----- Excerpt -----

But I also notice(d)
 that algebra has its limits
 (& errors) too.

(So I can NOT trust algebra completely, either.)

But I have NOT had enough chance
 to pinpoint
 exactly what those flaws=weaknesses are.
(It happens so rarely, like a flipped coin standing on its edge.)
I suspect it(s (math) flaws, or errors) has
 to do with (math) syntax compromises
 when dealing with negative exponents
 for totally=completely (symmetrically) reversible (e.g. recoverable?) math.
E.g. A "negative" exponent
 should mean "rooting"
 as the reverse (operation)
 of exponentiation;
 (instead of a divided exponentiation).
(Not to mention the meaning of the exponent zero, then.)
& then there is the theme of sequence (history).

(Math is a language
 & its sentences
 are equations
 (the phrases formulas).)

But that'( i)s (all) too speculative
 right now.
Too early to say (anything useful).

--

You are content with
 that you have learned
 some (of th(os)e complexity's) math rules,
 & use them.

I am NOT.

I am more interested
 in finding the reasons
 why some (math) things (fail)
 do NOT work sometimes (as we (would) wish);
 & (then) try to fix=repair them.

Experimenting
 with equations of motion
 & (so_called) mass
 are a good place=way
 to start,
 at seeing & discovering
 how this universe works.
Geometry as well.
(E.g. The "basis". Real proof!)

----- Supplied material -----

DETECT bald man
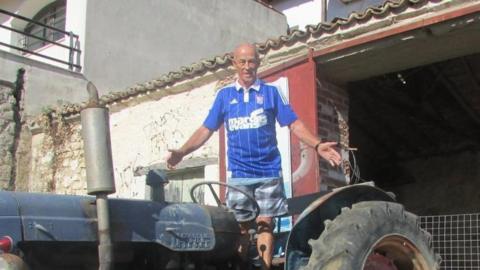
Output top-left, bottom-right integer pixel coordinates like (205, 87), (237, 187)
(167, 44), (341, 269)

-----

▶ Problems to work on
[a] Return the part of the post that begins at the words "of exponentiation;" and stops after "(the phrases formulas).)".
[b] Decide whether each statement agrees with the post, answering yes or no and quoting the deciding words: (i) The writer says algebra can be trusted completely. (ii) The writer suspects the flaws have to do with negative exponents. (iii) The writer names experimenting with equations of motion as a good place to start.
[c] Answer these questions from the post:
(i) What should a "negative" exponent mean?
(ii) What are the sentences of math?
(iii) What is mentioned as well, right after the lines on seeing how the universe works?

▶ The replies
[a]
of exponentiation;
 (instead of a divided exponentiation).
(Not to mention the meaning of the exponent zero, then.)
& then there is the theme of sequence (history).

(Math is a language
 & its sentences
 are equations
 (the phrases formulas).)

[b]
(i) No: "So I can NOT trust algebra completely, either."
(ii) Yes: "has to do with (math) syntax compromises when dealing with negative exponents"
(iii) Yes: "Experimenting with equations of motion & (so_called) mass are a good place=way to start"

[c]
(i) "rooting," as the reverse operation of exponentiation
(ii) Equations
(iii) Geometry